TEXTE FOURNI –
--------------------------------------------------
Elle faisait partie des 60 engagements de François Hollande. Le 26 janvier dernier, le futur président de la République a promis un « droit au mariage pour les couples homosexuels. » Le 10 octobre 2012, le premier ministre, Jean-Marc Ayrault, a annoncé que le texte serait examiné en Conseil des ministres entre fin octobre et début novembre,   « mais ne concernera ni la procréation médicalement assistée ni l’adoption conjointe. »

Une avancée encore bien limitée pour les couples homosexuels

Nathalie Mestre ne veut même pas entendre parler « cette adoption là ». Pour elle, ce projet de loi ne résout rien puisque « les couples homosexuels vont se retrouver dans une obligation de se marier pour avoir droit à adopter. On enferme le droit à l’enfant dans le mariage. »

D’après les rumeurs, le texte serait actuellement en relecture au Conseil d’Etat et il ne serait pourtant pas question d’adoption. Pour Me Alain Devers, maître de conférence, membre du Centre de droit de la famille à l’Université Lyon 3, « une promesse présidentielle est un choix politique. Le mariage entre deux personnes du même sexe est une question de société qui pourra être acceptée avec le temps mais la filiation… » Selon cet avocat du barreau de Lyon, « le projet de loi sur le mariage pour tous ne concerne que le couple. Les questions d’enfants sont exclues. » Un pavé dans la mare alors que Christiane Taubira – porteuse du projet de loi – avait annoncé dans les colonnes de la Croix, le 11 septembre dernier, que les couples de même sexe pourront, comme les couples hétérosexuels, « adopter de façon individuelle ou conjointe (de façon simple ou plénière) ».

Même si déjà, la Garde des Sceaux avait, à cette même occasion, exclut expressément la PMA du « périmètre de la loi », l’adoption, elle, restait toujours dans le débat.
--------------------------------------------------
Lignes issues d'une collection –

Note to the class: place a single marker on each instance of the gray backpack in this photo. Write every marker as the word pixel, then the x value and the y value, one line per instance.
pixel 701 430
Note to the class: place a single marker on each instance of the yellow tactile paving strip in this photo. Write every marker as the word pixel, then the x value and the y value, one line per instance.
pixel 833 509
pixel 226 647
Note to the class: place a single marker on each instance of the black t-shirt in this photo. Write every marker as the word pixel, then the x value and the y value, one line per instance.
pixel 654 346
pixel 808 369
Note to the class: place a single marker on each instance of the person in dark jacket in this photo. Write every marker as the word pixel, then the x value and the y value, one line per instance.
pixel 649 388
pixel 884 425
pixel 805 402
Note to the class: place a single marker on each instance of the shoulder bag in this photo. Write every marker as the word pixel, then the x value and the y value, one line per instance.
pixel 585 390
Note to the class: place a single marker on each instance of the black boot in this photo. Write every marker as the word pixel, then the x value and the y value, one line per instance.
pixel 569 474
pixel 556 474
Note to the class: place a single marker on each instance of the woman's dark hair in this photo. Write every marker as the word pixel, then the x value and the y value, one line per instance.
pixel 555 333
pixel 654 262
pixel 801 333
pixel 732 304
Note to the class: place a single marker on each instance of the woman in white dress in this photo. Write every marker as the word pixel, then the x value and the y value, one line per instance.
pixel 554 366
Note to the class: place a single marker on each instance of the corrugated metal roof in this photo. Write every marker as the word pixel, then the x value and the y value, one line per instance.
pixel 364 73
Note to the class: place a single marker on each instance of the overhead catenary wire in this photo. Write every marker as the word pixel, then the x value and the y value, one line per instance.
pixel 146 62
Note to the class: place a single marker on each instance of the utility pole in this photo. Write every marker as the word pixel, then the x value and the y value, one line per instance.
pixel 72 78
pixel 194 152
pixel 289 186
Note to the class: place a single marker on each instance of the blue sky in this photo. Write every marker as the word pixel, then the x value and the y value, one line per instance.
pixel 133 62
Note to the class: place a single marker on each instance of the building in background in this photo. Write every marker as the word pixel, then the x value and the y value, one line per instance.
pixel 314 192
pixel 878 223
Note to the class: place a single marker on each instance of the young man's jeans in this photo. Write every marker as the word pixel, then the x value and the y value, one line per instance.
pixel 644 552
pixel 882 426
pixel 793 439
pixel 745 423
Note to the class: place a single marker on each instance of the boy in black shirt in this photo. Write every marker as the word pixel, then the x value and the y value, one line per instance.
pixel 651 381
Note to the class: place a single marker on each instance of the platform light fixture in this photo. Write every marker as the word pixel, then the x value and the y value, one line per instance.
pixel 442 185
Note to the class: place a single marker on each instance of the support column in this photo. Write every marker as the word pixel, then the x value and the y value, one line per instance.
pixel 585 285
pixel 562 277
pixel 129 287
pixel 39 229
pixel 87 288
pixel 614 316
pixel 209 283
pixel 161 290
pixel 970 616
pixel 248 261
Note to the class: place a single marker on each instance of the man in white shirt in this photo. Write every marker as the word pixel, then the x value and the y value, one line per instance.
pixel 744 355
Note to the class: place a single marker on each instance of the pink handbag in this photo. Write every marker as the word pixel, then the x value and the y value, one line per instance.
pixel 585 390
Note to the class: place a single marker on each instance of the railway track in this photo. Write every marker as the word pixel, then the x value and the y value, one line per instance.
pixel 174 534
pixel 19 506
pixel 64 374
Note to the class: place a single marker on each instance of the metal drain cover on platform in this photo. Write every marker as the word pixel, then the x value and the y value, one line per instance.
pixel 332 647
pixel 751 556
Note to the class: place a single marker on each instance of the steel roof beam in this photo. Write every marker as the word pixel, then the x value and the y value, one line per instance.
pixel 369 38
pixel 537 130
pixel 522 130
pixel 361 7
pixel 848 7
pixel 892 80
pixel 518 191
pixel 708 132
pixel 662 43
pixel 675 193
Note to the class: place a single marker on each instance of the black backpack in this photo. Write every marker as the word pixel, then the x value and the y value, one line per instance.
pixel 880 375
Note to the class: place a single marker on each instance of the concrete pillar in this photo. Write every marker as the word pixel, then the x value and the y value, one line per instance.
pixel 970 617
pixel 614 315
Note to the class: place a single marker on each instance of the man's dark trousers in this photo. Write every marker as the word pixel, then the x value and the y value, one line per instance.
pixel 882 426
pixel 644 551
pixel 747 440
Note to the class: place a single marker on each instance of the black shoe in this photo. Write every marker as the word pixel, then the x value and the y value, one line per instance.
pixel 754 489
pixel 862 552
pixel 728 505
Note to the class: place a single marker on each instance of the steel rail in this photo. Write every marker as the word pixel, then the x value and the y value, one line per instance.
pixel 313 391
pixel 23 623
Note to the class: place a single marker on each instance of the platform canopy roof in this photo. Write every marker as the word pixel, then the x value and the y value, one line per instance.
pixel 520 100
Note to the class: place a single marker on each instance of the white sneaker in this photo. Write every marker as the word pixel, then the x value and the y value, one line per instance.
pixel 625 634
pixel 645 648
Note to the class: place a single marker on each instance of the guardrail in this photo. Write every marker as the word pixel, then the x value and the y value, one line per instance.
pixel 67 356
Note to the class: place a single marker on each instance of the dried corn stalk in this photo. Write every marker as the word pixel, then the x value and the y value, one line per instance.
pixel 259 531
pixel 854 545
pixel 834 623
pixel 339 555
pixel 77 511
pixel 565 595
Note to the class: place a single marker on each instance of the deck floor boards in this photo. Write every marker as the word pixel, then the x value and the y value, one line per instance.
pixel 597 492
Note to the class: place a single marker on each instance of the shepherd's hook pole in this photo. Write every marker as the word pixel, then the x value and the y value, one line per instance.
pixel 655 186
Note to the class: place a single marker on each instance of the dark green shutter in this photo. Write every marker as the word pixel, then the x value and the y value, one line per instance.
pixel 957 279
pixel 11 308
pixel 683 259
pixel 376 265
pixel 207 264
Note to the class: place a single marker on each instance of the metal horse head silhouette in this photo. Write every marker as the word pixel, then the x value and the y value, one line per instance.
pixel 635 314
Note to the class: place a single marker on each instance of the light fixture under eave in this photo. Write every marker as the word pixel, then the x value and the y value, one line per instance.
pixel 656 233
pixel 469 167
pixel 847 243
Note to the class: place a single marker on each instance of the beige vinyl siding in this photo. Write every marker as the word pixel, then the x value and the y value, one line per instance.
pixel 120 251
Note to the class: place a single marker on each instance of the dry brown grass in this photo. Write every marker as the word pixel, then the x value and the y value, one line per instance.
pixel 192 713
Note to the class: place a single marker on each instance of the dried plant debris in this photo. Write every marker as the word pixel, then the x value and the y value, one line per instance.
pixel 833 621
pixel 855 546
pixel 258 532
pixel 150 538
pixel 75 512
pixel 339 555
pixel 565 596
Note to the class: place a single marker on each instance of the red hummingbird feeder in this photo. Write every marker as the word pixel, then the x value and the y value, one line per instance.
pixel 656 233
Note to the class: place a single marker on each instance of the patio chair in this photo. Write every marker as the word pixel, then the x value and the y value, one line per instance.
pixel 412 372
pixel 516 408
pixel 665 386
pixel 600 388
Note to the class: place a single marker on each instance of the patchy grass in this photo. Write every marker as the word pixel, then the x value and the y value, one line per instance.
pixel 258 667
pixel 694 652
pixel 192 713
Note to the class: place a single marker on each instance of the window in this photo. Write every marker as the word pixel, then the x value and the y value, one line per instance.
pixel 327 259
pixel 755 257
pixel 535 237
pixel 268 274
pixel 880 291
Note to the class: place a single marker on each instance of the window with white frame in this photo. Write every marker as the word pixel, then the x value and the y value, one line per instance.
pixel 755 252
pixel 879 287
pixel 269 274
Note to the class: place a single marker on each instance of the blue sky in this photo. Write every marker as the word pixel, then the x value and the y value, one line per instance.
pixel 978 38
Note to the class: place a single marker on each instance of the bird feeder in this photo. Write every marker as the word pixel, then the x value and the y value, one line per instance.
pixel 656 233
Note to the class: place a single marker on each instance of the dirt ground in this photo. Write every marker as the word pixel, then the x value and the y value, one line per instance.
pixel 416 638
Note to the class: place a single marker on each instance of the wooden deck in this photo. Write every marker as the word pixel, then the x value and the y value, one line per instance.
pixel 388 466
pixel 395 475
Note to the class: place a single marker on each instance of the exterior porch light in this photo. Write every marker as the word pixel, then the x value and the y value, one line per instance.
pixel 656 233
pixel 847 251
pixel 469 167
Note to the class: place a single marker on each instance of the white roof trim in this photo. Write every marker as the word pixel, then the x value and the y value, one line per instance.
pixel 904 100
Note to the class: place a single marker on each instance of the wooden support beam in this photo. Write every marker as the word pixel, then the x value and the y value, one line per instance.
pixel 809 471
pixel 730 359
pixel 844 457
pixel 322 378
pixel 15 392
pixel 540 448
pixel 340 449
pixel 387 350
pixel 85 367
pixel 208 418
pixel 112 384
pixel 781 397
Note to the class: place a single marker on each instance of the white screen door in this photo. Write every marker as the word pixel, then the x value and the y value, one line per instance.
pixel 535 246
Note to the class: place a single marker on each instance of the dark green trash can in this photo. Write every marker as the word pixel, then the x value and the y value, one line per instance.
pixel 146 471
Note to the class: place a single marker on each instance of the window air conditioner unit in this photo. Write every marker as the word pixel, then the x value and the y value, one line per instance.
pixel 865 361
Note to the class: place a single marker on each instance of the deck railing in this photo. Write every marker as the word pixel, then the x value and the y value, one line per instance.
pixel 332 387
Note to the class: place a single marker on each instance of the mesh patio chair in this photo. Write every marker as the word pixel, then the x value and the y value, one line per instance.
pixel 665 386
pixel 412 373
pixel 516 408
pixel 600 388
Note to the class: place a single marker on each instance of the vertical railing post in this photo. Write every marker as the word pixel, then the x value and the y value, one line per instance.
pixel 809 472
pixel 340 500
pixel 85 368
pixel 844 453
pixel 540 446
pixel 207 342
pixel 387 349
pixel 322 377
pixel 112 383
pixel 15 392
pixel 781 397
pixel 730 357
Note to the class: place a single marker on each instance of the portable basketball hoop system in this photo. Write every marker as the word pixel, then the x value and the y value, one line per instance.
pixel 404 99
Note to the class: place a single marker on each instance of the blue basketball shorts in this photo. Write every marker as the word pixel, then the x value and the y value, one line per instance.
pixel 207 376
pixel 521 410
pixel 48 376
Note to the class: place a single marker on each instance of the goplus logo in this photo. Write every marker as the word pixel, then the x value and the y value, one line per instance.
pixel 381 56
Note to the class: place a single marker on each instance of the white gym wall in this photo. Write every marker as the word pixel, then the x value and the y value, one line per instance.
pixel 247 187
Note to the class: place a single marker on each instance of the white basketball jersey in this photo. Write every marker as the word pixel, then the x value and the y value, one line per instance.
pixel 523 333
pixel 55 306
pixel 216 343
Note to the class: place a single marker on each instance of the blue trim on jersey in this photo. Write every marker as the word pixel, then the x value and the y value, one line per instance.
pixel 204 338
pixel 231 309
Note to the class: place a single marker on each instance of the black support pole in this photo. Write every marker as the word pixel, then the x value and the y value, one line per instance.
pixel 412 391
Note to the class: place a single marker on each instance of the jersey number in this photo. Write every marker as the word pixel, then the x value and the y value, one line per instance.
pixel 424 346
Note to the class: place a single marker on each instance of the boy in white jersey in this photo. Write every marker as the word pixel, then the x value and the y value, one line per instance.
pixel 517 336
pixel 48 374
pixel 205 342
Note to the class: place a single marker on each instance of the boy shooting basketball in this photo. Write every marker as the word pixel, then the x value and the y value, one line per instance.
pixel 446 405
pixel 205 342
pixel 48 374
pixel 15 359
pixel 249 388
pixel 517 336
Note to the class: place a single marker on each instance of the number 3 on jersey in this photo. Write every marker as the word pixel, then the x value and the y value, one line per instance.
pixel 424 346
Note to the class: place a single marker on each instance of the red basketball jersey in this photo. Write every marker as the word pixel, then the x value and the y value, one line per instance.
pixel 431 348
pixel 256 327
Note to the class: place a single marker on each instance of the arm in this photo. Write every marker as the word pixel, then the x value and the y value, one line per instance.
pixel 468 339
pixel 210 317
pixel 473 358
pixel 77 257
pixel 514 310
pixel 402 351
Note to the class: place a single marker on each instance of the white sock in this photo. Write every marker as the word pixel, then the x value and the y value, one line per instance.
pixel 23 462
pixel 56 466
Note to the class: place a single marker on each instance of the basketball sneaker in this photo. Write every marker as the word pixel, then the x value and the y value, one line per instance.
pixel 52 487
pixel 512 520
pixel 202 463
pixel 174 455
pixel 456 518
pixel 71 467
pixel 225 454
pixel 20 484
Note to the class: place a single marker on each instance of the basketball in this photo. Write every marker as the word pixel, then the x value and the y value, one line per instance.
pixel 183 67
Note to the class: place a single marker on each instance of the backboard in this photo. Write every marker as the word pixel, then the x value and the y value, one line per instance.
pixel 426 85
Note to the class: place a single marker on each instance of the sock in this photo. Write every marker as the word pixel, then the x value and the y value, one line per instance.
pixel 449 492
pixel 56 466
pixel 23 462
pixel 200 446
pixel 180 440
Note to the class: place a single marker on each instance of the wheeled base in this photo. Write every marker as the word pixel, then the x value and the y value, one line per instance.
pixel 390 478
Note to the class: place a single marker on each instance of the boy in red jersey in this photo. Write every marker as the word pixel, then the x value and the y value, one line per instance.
--------------------------------------------------
CONSIGNE 1 –
Restitue mot pour mot le passage du texte sur le mariage pour tous qui commence à « Même si déjà, la » et se termine à « dans le débat. ».
CONSIGNE 2 –
Prolonge le texte sur le mariage pour tous au-delà de sa dernière phrase.

RÉPONSE 1 –
Même si déjà, la Garde des Sceaux avait, à cette même occasion, exclut expressément la PMA du « périmètre de la loi », l’adoption, elle, restait toujours dans le débat.

RÉPONSE 2 –
La PMA : une question de femme au regard du droit à l’enfant

Les associations LGBT comme « les Enfants d’Arc-en-ciel » attendent bien plus qu’une loi a minima. Adoption ou pas adoption, Nathalie Mestre ne semble pas être au courant. Elle se cramponne à l’idée que le projet de loi, tel qu’elle en a eu connaissance n’est pas satisfaisant en matière de filiation. Elle accuse la France de s’être déjà délié de ses engagements légaux pour les parents hétérosexuels ayant recours à la PMA. Selon elle, lors d’un recours aux gamètes issus de dons, personne n’a jamais demandé au parent stérile d’adopter l’enfant fruit de ce mode de procréation assistée. « C’est la différence avec le couple homosexuel, quelle inégalité ! Dans un couple de personnes de même sexe, l’autre parent doit aujourd’hui faire une demande de délégation parentale, pour se voir reconnu comme tel, et demain (avec ce projet de loi) effectuer une demande d’adoption. »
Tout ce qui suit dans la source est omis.